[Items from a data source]

- - -

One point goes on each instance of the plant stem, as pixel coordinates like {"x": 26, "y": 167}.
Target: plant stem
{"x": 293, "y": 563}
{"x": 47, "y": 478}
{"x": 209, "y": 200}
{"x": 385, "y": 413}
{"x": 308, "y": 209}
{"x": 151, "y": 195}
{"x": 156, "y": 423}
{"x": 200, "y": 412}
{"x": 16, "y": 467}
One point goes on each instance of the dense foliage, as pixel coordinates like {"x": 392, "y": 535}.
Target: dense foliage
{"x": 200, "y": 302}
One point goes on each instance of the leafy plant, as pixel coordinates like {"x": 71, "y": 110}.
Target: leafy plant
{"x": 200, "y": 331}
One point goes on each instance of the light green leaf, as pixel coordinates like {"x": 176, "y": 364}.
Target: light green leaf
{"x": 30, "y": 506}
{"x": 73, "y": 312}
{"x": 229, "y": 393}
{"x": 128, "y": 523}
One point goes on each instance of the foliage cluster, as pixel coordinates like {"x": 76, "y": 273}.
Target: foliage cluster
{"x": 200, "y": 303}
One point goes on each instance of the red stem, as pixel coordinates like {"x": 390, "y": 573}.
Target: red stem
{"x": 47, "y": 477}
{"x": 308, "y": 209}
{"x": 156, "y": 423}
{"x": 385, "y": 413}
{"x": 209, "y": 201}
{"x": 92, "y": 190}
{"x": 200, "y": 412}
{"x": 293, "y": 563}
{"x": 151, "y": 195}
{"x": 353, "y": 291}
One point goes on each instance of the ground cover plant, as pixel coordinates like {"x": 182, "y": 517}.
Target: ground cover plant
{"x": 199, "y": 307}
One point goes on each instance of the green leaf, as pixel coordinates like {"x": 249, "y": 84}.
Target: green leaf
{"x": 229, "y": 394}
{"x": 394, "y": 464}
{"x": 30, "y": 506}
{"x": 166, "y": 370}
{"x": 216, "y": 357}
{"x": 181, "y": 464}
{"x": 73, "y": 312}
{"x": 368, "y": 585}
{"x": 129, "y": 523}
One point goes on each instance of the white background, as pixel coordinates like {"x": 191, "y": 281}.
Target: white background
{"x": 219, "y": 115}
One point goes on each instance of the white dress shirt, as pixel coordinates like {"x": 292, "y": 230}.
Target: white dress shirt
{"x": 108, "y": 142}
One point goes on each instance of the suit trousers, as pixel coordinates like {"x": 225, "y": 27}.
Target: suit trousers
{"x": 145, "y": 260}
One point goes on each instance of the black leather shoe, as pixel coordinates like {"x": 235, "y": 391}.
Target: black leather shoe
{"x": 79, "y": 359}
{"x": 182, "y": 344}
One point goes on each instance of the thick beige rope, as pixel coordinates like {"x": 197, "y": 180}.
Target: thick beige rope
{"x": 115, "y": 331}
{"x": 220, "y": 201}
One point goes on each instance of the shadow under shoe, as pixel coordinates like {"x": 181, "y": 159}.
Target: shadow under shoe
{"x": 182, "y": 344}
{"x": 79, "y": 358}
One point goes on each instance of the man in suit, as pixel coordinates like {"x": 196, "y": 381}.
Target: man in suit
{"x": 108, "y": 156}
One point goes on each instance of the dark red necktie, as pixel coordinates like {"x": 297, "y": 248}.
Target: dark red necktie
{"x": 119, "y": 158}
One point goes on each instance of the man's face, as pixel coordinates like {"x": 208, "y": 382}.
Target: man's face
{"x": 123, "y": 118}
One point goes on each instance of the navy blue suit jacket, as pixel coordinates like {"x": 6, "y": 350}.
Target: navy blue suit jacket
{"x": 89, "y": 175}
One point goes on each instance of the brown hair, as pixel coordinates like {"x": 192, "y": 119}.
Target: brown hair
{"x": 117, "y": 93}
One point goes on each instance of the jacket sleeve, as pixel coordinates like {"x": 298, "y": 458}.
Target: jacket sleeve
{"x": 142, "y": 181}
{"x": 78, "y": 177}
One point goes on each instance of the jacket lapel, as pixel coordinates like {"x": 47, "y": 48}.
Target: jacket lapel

- - -

Exercise requirements: Everything from the line with "One point goes on each instance of the thick" to the end of the listing above needs to be duplicated exactly, both end lines included, with nothing more.

Response below:
One point goes on each instance of the thick beige rope, as pixel coordinates like {"x": 197, "y": 180}.
Target: thick beige rope
{"x": 115, "y": 331}
{"x": 220, "y": 201}
One point goes on each instance of the shadow under shoe, as pixel coordinates like {"x": 181, "y": 159}.
Target: shadow under shoe
{"x": 182, "y": 344}
{"x": 79, "y": 358}
One point goes on each instance of the man in suit, as pixel coordinates like {"x": 196, "y": 381}.
Target: man in suit
{"x": 108, "y": 156}
One point goes on each instance of the dark red necktie, as pixel coordinates like {"x": 297, "y": 248}.
Target: dark red necktie
{"x": 119, "y": 158}
One point goes on each instance of the man's face, as pixel coordinates like {"x": 208, "y": 382}.
Target: man's face
{"x": 123, "y": 118}
One point goes on each instance of the navy blue suit jacket, as pixel coordinates like {"x": 6, "y": 350}.
Target: navy blue suit jacket
{"x": 89, "y": 175}
One point goes on each instance of the brown hair, as pixel coordinates like {"x": 192, "y": 119}.
Target: brown hair
{"x": 117, "y": 93}
One point goes on each instance of the jacket sleeve, as pixel coordinates like {"x": 298, "y": 458}.
Target: jacket sleeve
{"x": 142, "y": 181}
{"x": 78, "y": 177}
One point goes on each instance of the jacket lapel, as pixel coordinates like {"x": 47, "y": 48}.
Target: jacket lapel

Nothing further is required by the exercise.